**THE EXERCISE:**
Pick out every line in the entries below that contains the string "white". Case counts, so only lines with that exact capitalization qualify.

—————

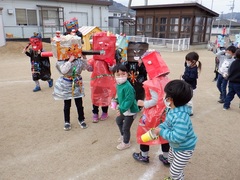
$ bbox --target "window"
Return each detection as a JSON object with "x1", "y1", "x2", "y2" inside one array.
[{"x1": 16, "y1": 9, "x2": 37, "y2": 25}]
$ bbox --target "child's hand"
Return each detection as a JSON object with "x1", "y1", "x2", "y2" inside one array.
[
  {"x1": 154, "y1": 127, "x2": 161, "y2": 136},
  {"x1": 137, "y1": 100, "x2": 144, "y2": 106}
]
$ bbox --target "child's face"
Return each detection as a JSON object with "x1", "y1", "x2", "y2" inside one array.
[{"x1": 114, "y1": 70, "x2": 128, "y2": 78}]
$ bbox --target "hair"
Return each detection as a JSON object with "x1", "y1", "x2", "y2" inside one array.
[
  {"x1": 226, "y1": 46, "x2": 237, "y2": 54},
  {"x1": 235, "y1": 49, "x2": 240, "y2": 59},
  {"x1": 112, "y1": 64, "x2": 128, "y2": 74},
  {"x1": 185, "y1": 51, "x2": 202, "y2": 72},
  {"x1": 164, "y1": 79, "x2": 193, "y2": 107}
]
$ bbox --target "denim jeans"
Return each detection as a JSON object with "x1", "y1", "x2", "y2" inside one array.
[
  {"x1": 223, "y1": 82, "x2": 240, "y2": 109},
  {"x1": 217, "y1": 74, "x2": 228, "y2": 101}
]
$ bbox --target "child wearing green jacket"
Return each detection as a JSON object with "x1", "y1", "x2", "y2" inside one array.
[{"x1": 113, "y1": 64, "x2": 139, "y2": 150}]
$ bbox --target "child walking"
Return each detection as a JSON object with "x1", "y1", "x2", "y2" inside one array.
[
  {"x1": 182, "y1": 52, "x2": 202, "y2": 116},
  {"x1": 223, "y1": 49, "x2": 240, "y2": 110},
  {"x1": 154, "y1": 80, "x2": 197, "y2": 180},
  {"x1": 113, "y1": 64, "x2": 139, "y2": 150},
  {"x1": 133, "y1": 50, "x2": 169, "y2": 165}
]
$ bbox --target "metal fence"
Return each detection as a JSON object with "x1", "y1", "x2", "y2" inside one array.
[{"x1": 128, "y1": 36, "x2": 190, "y2": 52}]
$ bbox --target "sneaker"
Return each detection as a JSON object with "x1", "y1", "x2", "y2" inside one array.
[
  {"x1": 48, "y1": 79, "x2": 53, "y2": 87},
  {"x1": 133, "y1": 153, "x2": 149, "y2": 163},
  {"x1": 78, "y1": 121, "x2": 88, "y2": 129},
  {"x1": 93, "y1": 114, "x2": 99, "y2": 123},
  {"x1": 218, "y1": 99, "x2": 224, "y2": 104},
  {"x1": 33, "y1": 86, "x2": 41, "y2": 92},
  {"x1": 63, "y1": 123, "x2": 72, "y2": 131},
  {"x1": 159, "y1": 154, "x2": 170, "y2": 166},
  {"x1": 117, "y1": 136, "x2": 123, "y2": 142},
  {"x1": 117, "y1": 142, "x2": 131, "y2": 150},
  {"x1": 100, "y1": 113, "x2": 108, "y2": 121}
]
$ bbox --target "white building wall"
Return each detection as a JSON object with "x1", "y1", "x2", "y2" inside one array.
[{"x1": 0, "y1": 0, "x2": 108, "y2": 38}]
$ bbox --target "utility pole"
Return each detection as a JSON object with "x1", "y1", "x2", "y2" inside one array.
[{"x1": 228, "y1": 0, "x2": 235, "y2": 35}]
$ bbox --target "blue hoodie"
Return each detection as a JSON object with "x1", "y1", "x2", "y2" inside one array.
[{"x1": 159, "y1": 105, "x2": 197, "y2": 151}]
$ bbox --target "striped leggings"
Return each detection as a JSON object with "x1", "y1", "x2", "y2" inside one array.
[{"x1": 168, "y1": 148, "x2": 193, "y2": 180}]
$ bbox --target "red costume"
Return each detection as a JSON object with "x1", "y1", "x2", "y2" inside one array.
[
  {"x1": 88, "y1": 32, "x2": 116, "y2": 106},
  {"x1": 137, "y1": 51, "x2": 169, "y2": 145}
]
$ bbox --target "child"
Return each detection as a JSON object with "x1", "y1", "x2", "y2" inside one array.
[
  {"x1": 23, "y1": 33, "x2": 53, "y2": 92},
  {"x1": 52, "y1": 32, "x2": 88, "y2": 131},
  {"x1": 133, "y1": 51, "x2": 169, "y2": 165},
  {"x1": 223, "y1": 49, "x2": 240, "y2": 110},
  {"x1": 154, "y1": 80, "x2": 197, "y2": 179},
  {"x1": 182, "y1": 52, "x2": 202, "y2": 116},
  {"x1": 88, "y1": 32, "x2": 116, "y2": 123},
  {"x1": 217, "y1": 46, "x2": 236, "y2": 103},
  {"x1": 113, "y1": 64, "x2": 139, "y2": 150}
]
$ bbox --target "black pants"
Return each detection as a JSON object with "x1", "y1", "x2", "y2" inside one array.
[
  {"x1": 140, "y1": 143, "x2": 170, "y2": 152},
  {"x1": 116, "y1": 114, "x2": 134, "y2": 144},
  {"x1": 63, "y1": 98, "x2": 85, "y2": 123},
  {"x1": 92, "y1": 104, "x2": 108, "y2": 114}
]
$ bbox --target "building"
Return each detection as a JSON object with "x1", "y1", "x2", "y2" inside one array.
[
  {"x1": 0, "y1": 0, "x2": 113, "y2": 38},
  {"x1": 131, "y1": 3, "x2": 218, "y2": 45}
]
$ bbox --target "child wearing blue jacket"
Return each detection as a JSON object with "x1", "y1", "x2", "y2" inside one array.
[{"x1": 154, "y1": 80, "x2": 197, "y2": 180}]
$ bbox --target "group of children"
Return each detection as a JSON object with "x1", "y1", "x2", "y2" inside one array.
[{"x1": 25, "y1": 17, "x2": 202, "y2": 179}]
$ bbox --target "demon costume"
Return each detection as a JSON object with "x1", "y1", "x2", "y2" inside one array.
[
  {"x1": 133, "y1": 51, "x2": 169, "y2": 164},
  {"x1": 125, "y1": 42, "x2": 148, "y2": 100},
  {"x1": 88, "y1": 32, "x2": 116, "y2": 123},
  {"x1": 24, "y1": 33, "x2": 53, "y2": 92}
]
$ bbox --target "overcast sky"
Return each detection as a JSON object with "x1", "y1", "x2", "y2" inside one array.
[{"x1": 114, "y1": 0, "x2": 240, "y2": 14}]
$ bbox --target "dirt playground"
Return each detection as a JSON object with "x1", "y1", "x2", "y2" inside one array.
[{"x1": 0, "y1": 42, "x2": 240, "y2": 180}]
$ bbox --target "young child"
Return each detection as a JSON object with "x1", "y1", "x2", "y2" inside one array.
[
  {"x1": 223, "y1": 49, "x2": 240, "y2": 110},
  {"x1": 52, "y1": 31, "x2": 88, "y2": 131},
  {"x1": 182, "y1": 52, "x2": 202, "y2": 116},
  {"x1": 88, "y1": 32, "x2": 116, "y2": 123},
  {"x1": 133, "y1": 51, "x2": 169, "y2": 165},
  {"x1": 23, "y1": 33, "x2": 53, "y2": 92},
  {"x1": 113, "y1": 64, "x2": 139, "y2": 150},
  {"x1": 217, "y1": 46, "x2": 236, "y2": 103},
  {"x1": 154, "y1": 80, "x2": 197, "y2": 179}
]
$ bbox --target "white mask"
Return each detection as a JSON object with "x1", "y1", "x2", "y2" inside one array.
[
  {"x1": 116, "y1": 77, "x2": 127, "y2": 84},
  {"x1": 163, "y1": 98, "x2": 171, "y2": 108}
]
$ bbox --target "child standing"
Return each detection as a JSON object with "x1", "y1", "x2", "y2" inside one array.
[
  {"x1": 223, "y1": 49, "x2": 240, "y2": 110},
  {"x1": 182, "y1": 52, "x2": 202, "y2": 116},
  {"x1": 52, "y1": 32, "x2": 89, "y2": 131},
  {"x1": 133, "y1": 51, "x2": 169, "y2": 165},
  {"x1": 154, "y1": 80, "x2": 197, "y2": 180},
  {"x1": 113, "y1": 64, "x2": 139, "y2": 150},
  {"x1": 217, "y1": 46, "x2": 236, "y2": 103}
]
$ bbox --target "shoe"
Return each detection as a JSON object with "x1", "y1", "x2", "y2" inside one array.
[
  {"x1": 118, "y1": 136, "x2": 123, "y2": 142},
  {"x1": 117, "y1": 142, "x2": 131, "y2": 150},
  {"x1": 78, "y1": 121, "x2": 88, "y2": 129},
  {"x1": 93, "y1": 114, "x2": 99, "y2": 123},
  {"x1": 218, "y1": 99, "x2": 224, "y2": 104},
  {"x1": 48, "y1": 79, "x2": 53, "y2": 87},
  {"x1": 33, "y1": 86, "x2": 41, "y2": 92},
  {"x1": 100, "y1": 113, "x2": 108, "y2": 121},
  {"x1": 133, "y1": 153, "x2": 149, "y2": 163},
  {"x1": 63, "y1": 123, "x2": 72, "y2": 131},
  {"x1": 158, "y1": 154, "x2": 170, "y2": 166}
]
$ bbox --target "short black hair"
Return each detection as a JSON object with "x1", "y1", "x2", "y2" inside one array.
[
  {"x1": 226, "y1": 46, "x2": 237, "y2": 53},
  {"x1": 112, "y1": 64, "x2": 128, "y2": 73},
  {"x1": 235, "y1": 49, "x2": 240, "y2": 59},
  {"x1": 164, "y1": 79, "x2": 193, "y2": 107},
  {"x1": 185, "y1": 52, "x2": 199, "y2": 61}
]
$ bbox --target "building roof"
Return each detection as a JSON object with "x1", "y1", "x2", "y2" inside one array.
[
  {"x1": 51, "y1": 0, "x2": 113, "y2": 6},
  {"x1": 213, "y1": 19, "x2": 240, "y2": 27},
  {"x1": 131, "y1": 3, "x2": 219, "y2": 17}
]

—————

**WRITTEN ANSWER:**
$ bbox --target "white building wall"
$ bbox --target "white mask"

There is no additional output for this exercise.